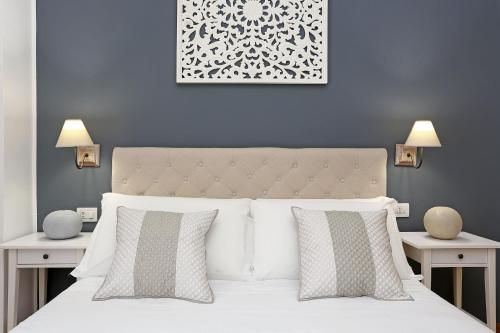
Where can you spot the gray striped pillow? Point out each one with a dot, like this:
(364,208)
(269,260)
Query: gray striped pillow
(346,254)
(159,254)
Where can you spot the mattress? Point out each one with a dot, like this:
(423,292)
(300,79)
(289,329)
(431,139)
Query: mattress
(244,307)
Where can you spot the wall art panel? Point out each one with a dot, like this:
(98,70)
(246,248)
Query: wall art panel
(252,41)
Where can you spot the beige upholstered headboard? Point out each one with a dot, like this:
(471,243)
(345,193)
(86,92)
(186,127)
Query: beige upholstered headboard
(250,172)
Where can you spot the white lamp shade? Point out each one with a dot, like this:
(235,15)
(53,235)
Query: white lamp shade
(423,135)
(74,134)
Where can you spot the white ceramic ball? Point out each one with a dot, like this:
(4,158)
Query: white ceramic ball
(62,224)
(443,222)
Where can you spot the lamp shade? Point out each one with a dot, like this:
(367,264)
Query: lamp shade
(74,134)
(423,135)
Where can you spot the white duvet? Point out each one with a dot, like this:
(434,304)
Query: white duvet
(244,307)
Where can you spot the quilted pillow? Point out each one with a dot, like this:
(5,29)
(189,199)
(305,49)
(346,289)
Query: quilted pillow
(159,254)
(346,253)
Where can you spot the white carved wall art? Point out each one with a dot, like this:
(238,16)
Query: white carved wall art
(252,41)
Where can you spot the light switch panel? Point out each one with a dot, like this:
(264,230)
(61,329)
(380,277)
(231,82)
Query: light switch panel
(88,214)
(403,210)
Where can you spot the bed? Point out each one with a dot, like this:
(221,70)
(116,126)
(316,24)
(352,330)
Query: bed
(249,306)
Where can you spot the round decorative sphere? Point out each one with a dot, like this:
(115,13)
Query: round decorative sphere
(62,224)
(443,222)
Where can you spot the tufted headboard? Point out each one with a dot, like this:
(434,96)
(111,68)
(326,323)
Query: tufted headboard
(250,172)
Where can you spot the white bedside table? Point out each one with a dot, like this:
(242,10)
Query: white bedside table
(37,252)
(467,250)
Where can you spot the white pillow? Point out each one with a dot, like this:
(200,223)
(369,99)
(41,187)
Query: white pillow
(276,253)
(226,241)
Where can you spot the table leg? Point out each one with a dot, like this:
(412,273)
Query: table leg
(35,288)
(426,267)
(42,287)
(490,289)
(457,286)
(13,290)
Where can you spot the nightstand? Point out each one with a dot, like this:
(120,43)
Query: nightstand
(36,251)
(467,250)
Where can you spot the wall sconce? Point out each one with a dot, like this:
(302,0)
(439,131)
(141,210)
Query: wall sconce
(422,135)
(74,134)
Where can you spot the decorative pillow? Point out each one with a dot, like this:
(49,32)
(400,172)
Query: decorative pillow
(344,253)
(159,254)
(227,255)
(276,249)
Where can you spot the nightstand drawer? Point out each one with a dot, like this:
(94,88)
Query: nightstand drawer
(40,257)
(459,256)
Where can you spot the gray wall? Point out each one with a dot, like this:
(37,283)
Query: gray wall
(112,63)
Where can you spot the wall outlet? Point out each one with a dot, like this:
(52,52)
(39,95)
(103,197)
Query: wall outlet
(403,210)
(88,214)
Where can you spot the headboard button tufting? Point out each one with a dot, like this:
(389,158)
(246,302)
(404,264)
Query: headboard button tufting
(247,172)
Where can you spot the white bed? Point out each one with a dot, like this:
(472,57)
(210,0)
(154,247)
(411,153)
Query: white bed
(249,306)
(244,307)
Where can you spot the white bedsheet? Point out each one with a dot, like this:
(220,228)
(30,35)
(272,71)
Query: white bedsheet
(244,307)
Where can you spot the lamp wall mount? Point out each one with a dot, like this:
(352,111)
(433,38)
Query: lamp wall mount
(88,156)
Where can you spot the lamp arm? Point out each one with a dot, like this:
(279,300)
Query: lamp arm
(79,165)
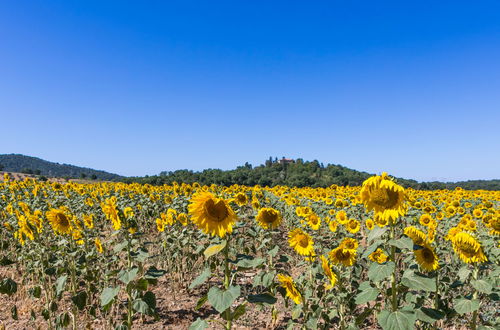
--------------------------------
_Aim of the task_
Reproduce all of the items above exactly as they appear, leaving the pictures out of your answer.

_The output_
Where can you spot the gray striped pillow? Point out each one with a dot, like this:
(364,208)
(269,260)
Query: gray striped pillow
(346,254)
(159,254)
Where can you spot the mattress? Point out each one with a dot, like this:
(423,292)
(300,79)
(289,329)
(431,139)
Query: mattress
(244,307)
Where can you spot the wall art panel? Point out each one with a dot, like this:
(98,70)
(246,248)
Query: wall art panel
(252,41)
Where can you spot the beige upholstered headboard? Point out each one with a dot, like this:
(471,243)
(345,193)
(86,92)
(186,127)
Query: beige upholstered headboard
(250,172)
Where can you spot the white lamp shade? Point out each one with a dot, like this:
(235,15)
(53,235)
Query: white lamp shade
(423,135)
(74,134)
Where can you spot the white ceramic ball? Point out each one with a dot, like this:
(4,158)
Query: white ceramic ball
(62,224)
(443,222)
Where can you spot the lamp shade? Point out each one with a dot, like this:
(367,264)
Query: lamp shade
(74,134)
(423,135)
Where can you spot the white duvet? Point out each one with a dot, like this:
(434,304)
Query: white duvet
(244,307)
Where can you spot the quilted pillow? Point out each one with a dot, like this:
(5,29)
(189,199)
(305,49)
(346,289)
Query: quilted pillow
(159,254)
(346,253)
Where can you spot the white carved wall art? Point out each one with a dot, like this:
(238,16)
Query: white carved wall art
(252,41)
Where can you spot the light switch panel? Point out each one with a dot, like this:
(264,230)
(61,329)
(380,277)
(231,82)
Query: light switch panel
(88,214)
(403,210)
Where can you spot the bed? Point out each one with a dot, like this:
(221,70)
(116,126)
(316,24)
(352,330)
Query: bed
(249,306)
Where can you spot the round decorative sphere? Point out each one with a dot, like this:
(115,13)
Query: round decorative sphere
(62,224)
(443,222)
Where can you spot the tufted headboard? Point out each one with a dot, like this:
(434,96)
(111,68)
(326,323)
Query: tufted headboard
(250,172)
Where can you spot the white bedside table? Point out each one with a dot, like this:
(242,10)
Query: white bedside table
(37,252)
(467,250)
Where can you spot the white pillow? Point out each one with a dot, like this:
(200,223)
(369,99)
(41,187)
Query: white pillow
(276,253)
(226,241)
Where can you spot the table leg? Point out each one with a dot, like this:
(412,273)
Query: table leg
(35,288)
(426,267)
(42,287)
(490,289)
(457,286)
(13,290)
Where can you spot the nightstand? Point out each one with a dot, like this:
(120,43)
Query: nightstand
(36,251)
(467,250)
Where can you spot the wall sconce? Point out each one with a dot, like this:
(302,0)
(439,131)
(141,210)
Query: wall sconce
(422,135)
(74,134)
Where can you spot the decorative pillow? Point out each one with a dot, like this:
(49,32)
(400,172)
Query: decorative pillow
(344,253)
(159,254)
(227,255)
(276,249)
Where can you spot the nightstand drawer? Point out each one with a dot, like this:
(94,88)
Query: nightstand drawer
(40,257)
(459,256)
Where can you spot the gray wall? Point out each one with a dot, like this:
(37,283)
Query: gray wall
(112,63)
Where can you spot the wall outlet? Point out each one with a dot, like this:
(52,52)
(39,95)
(103,197)
Query: wall outlet
(403,210)
(88,214)
Where can you spot the headboard button tufting? Point out each one with a dot, like this:
(389,158)
(246,302)
(404,264)
Query: headboard button tufting
(247,172)
Where can you spot the white bed? Point out each one with a dot, like this:
(472,57)
(210,0)
(154,247)
(411,153)
Query: white bed
(249,306)
(244,307)
Where can you spot the white bedsheet? Point out each one with a dot, like this:
(220,228)
(30,35)
(272,71)
Query: white bedsheet
(244,307)
Where can you spot the lamp wall mount? Point out each one with a dot, like this:
(352,111)
(433,38)
Query: lamp wall mount
(88,156)
Where can you spot the lamp arm? Point out each one with a dot, like this:
(279,300)
Query: lamp arm
(79,165)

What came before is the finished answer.